═════ Data supplied
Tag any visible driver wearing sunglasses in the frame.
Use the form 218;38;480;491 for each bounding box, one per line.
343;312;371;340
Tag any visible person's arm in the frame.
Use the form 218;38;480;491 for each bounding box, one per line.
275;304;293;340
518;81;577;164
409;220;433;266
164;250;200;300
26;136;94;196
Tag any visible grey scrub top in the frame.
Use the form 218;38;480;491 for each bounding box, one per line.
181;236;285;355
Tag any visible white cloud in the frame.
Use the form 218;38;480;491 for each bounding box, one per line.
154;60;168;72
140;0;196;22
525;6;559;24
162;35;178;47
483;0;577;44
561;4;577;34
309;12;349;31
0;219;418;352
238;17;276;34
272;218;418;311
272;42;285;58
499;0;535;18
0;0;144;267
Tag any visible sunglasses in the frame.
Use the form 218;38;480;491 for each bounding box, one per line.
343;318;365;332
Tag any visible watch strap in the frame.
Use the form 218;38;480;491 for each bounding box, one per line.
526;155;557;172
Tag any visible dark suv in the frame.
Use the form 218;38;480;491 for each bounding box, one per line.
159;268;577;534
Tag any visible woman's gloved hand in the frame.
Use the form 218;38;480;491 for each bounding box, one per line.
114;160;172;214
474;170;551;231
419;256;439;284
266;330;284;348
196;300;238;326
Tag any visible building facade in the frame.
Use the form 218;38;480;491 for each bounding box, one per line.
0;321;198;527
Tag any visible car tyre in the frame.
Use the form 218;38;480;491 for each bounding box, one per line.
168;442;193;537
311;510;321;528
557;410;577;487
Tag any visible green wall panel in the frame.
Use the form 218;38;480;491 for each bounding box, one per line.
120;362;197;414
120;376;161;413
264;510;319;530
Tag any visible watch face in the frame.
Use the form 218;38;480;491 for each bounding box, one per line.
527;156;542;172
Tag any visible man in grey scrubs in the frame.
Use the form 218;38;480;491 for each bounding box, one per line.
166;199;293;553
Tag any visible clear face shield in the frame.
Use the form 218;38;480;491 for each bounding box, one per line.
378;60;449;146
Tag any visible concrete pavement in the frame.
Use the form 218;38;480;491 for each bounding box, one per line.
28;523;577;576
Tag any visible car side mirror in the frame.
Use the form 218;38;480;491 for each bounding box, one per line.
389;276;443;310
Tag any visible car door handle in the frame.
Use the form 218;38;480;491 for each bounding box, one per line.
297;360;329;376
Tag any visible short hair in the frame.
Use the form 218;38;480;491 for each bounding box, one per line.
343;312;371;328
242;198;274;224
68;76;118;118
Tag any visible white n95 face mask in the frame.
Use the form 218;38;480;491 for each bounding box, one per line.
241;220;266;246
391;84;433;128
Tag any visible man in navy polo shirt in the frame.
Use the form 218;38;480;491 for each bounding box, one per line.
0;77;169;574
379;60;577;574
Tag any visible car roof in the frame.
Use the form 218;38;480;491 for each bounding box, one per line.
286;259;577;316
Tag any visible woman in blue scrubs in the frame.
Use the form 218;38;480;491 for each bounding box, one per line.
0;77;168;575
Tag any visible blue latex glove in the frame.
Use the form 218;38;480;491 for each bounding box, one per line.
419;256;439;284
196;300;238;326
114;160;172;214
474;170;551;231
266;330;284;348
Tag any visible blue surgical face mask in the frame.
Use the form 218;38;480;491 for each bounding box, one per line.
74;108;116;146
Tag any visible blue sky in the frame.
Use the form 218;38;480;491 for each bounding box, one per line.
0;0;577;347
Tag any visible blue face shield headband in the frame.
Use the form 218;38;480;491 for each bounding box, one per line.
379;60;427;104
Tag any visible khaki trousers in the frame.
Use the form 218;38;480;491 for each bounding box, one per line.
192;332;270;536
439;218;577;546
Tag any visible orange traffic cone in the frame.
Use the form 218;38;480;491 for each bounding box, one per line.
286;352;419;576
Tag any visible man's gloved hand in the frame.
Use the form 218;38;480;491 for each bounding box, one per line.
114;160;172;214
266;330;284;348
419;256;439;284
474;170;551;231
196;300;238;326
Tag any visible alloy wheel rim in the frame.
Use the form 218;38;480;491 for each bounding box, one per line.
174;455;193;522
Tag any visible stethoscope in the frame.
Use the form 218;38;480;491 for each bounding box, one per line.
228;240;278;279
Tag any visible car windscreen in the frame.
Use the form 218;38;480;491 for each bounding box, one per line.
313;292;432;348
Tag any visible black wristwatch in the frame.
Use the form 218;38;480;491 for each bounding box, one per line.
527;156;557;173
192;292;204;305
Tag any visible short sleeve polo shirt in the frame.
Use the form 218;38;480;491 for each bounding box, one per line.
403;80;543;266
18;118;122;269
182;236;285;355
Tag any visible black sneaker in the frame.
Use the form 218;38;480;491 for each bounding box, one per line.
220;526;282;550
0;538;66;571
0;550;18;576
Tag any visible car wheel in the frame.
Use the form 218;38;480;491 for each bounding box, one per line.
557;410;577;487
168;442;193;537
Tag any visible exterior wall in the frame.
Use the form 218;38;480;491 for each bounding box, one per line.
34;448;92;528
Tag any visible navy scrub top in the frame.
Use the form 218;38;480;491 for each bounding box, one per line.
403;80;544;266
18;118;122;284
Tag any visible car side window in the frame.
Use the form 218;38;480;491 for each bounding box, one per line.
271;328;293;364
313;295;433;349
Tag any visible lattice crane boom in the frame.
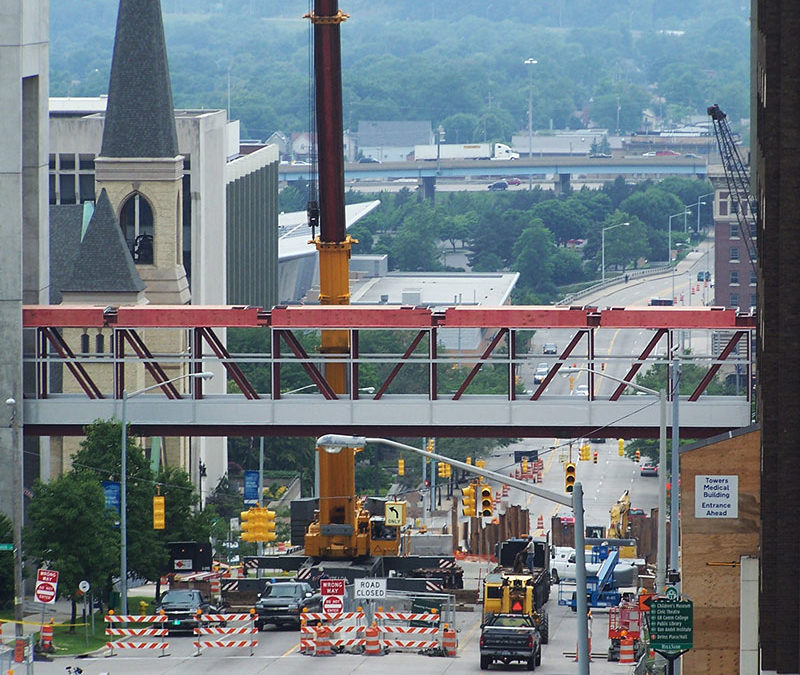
══════════
**Exercise directions:** Copy verbatim the lines of the listing starting with the one containing "Tag any visible exterior wall in the frame." and continuing through the one containing "18;118;122;284", with both of those lines included.

**Exercise result:**
Tag any visible exterior wall in the frame.
Use the form 218;38;480;491 for each bounding box, one per line.
34;448;92;528
Tag any visible navy scrub top in the frame.
Use the form 218;38;480;491 for each bounding box, one per line.
403;80;544;266
18;118;122;284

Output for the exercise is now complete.